### EXERCISES
1. In the passage on Santorum's Ohio delegates, what did candidates have to submit in each district to file a full slate of delegates?
2. Copy the entries from the line containing "of the corrugated" through the end of the entries, including both of those end lines.
--- PASSAGE SHOWN ---
****** Remember Rick Santorum’s inability to qualify for the Virginia ballot (Newt Gingrich’s home state where he too is ineligble)? He also failed to file full delegate slates in Ohio (huge), Tennessee, New Hampshire, and Illinois!
Executive leadership and organizational skills matter.
Santorum failed to qualify to receive committed delegates in several Ohio congressional districts next Tuesday. Critical to Santorum is the fact that many of these “disqualified” districts are geographically located where Santorum is expected to do well Tuesday.
This is just more evidence of Santorum’s lack of leadership ability, organization know-how, and preparation. I wonder how all these shortcomings would fare against the Obama campaign machine?
Michael Falcone at ABC News’ THE NOTE broke the story yesterday afternoon:
COLUMBUS, Ohio — Even if Rick Santorum wins Ohio on Super Tuesday, he won’t be able to claim all of its delegates. In fact, he is at risk of forfeiting more than one-quarter of them.
In three of the state’s 16 congressional districts, including two that are near Ohio’s border with Pennsylvania, Santorum will lose any delegates he might have won because his campaign failed to meet the state’s eligibility requirements months ago.
Those three districts alone take 9 delegates out of a total of 66 off the table for Santorum.
But it gets worse: Nine more Ohio delegates may also be in jeopardy.
Sources say that in six other congressional districts — the third, fourth, eighth, tenth, twelfth and sixteenth — Santorum submitted fewer names than required to be eligible for all three delegates up-for-grabs in each district.
That means even if he wins in those places, he might not be able to receive the full contingent of delegates.
In the three districts where Santorum did not submit a delegate slate at all, he will not be able to receive any delegates. In the six where he submitted only a partial slate, he is eligible to be awarded only the number of delegates he submitted, assuming he wins a particular district.
What’s clear is that Santorum will be competing in Ohio on Tuesday handicapped by the fact that he is ineligible to receive nine delegates and perhaps as many as nine more, or more than one-quarter of the state’s delegates.
Worse yet, some of these problem districts are in areas of the state where Santorum is expected to do well. The sixth congressional district, for example, hugs Ohio’s eastern border with West Virginia and Pennsylvania — the state Santorum represented in Congress. The thirteenth district, which includes Akron, is nearby.
Notably, Santorum plans to spend election night in old steel town of Steubenville, Ohio, located in the sixth district, even though he has no chance of collecting any of the district’s three delegates.
The bar to file what’s known in election parlance as a “full slate of delegates” in each district was not particularly high. Candidates were required to submit the names of three delegates and three alternates per district.
And as the Republican nominating contest becomes as much a battle for delegates as it is for momentum, Santorum’s difficulties in Ohio offer another window into the organizational challenges his campaign has faced throughout the primary season.
--- RECORDS PROVIDED ---
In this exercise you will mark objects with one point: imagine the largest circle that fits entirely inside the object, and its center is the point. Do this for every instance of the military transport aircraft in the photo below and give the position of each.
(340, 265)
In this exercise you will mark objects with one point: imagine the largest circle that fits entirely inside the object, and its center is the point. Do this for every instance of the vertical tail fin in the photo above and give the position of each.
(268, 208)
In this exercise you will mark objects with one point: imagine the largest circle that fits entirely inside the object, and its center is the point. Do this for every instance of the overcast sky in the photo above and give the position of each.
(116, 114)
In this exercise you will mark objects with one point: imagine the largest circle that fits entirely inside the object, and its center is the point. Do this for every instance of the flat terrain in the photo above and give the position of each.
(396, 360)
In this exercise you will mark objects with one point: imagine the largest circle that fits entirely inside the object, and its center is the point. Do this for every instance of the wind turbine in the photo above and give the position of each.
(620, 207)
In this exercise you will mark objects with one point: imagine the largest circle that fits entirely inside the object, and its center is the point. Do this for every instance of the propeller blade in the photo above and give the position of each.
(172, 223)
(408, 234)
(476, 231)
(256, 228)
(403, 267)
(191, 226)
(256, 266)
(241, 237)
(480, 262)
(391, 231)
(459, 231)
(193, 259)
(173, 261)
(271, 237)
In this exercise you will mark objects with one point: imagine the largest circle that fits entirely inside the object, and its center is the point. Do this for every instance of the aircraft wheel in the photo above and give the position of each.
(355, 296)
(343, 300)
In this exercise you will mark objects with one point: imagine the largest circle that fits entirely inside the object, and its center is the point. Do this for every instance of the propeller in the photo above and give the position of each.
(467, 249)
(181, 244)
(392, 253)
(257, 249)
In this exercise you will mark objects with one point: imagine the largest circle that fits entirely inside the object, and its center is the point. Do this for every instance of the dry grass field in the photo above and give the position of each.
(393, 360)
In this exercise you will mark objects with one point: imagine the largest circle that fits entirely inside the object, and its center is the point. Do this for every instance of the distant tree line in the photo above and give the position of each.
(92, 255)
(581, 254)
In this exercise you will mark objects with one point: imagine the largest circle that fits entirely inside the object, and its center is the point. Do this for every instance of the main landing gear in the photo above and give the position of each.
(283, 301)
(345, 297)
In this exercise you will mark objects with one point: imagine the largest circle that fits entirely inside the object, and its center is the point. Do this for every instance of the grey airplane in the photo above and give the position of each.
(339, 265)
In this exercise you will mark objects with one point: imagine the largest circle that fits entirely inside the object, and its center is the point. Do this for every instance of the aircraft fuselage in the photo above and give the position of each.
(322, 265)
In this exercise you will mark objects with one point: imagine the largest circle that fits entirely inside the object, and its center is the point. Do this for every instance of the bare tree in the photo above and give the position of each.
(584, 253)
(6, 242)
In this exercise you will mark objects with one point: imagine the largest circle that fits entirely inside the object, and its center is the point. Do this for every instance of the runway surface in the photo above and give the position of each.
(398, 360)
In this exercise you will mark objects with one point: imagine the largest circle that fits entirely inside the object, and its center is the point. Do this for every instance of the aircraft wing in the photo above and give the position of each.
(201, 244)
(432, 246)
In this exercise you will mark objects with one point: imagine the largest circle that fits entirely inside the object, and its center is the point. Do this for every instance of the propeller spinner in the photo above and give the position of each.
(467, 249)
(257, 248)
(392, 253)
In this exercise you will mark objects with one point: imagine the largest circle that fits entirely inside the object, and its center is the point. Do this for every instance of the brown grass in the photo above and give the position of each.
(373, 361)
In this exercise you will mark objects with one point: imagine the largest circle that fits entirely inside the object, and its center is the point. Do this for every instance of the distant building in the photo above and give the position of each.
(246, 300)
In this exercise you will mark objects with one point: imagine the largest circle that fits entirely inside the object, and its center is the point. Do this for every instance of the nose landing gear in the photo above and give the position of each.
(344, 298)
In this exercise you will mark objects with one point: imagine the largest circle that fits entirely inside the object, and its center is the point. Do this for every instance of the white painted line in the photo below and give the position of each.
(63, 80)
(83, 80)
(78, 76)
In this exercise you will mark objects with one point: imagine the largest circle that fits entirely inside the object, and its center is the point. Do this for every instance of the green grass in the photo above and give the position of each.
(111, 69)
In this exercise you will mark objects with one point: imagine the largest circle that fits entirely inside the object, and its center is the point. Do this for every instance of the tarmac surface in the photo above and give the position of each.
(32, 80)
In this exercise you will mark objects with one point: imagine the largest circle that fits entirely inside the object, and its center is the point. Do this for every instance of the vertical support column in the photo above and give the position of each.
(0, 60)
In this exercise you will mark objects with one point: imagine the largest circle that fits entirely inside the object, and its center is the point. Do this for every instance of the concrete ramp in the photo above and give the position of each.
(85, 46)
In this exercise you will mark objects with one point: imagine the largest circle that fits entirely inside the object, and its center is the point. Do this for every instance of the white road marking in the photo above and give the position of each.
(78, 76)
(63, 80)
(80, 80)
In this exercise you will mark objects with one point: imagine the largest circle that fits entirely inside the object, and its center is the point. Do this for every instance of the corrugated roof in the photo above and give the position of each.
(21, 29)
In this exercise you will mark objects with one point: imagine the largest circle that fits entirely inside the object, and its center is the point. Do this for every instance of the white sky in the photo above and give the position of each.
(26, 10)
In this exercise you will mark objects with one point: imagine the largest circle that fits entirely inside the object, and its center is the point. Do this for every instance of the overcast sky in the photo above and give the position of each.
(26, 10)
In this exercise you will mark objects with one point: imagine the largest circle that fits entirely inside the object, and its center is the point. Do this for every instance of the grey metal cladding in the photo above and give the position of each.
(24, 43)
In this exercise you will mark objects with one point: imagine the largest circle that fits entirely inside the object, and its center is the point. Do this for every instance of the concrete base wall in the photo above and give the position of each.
---
### RESPONSE LIST
1. They had to submit the names of three delegates and three alternates per district.

2.
In this exercise you will mark objects with one point: imagine the largest circle that fits entirely inside the object, and its center is the point. Do this for every instance of the corrugated roof in the photo above and give the position of each.
(21, 29)
In this exercise you will mark objects with one point: imagine the largest circle that fits entirely inside the object, and its center is the point. Do this for every instance of the white sky in the photo above and give the position of each.
(26, 10)
In this exercise you will mark objects with one point: imagine the largest circle that fits entirely inside the object, and its center is the point. Do this for every instance of the overcast sky in the photo above and give the position of each.
(26, 10)
In this exercise you will mark objects with one point: imagine the largest circle that fits entirely inside the object, and its center is the point. Do this for every instance of the grey metal cladding in the photo above and give the position of each.
(24, 43)
In this exercise you will mark objects with one point: imagine the largest circle that fits entirely inside the object, and its center is the point. Do this for every instance of the concrete base wall in the photo above and give the position of each.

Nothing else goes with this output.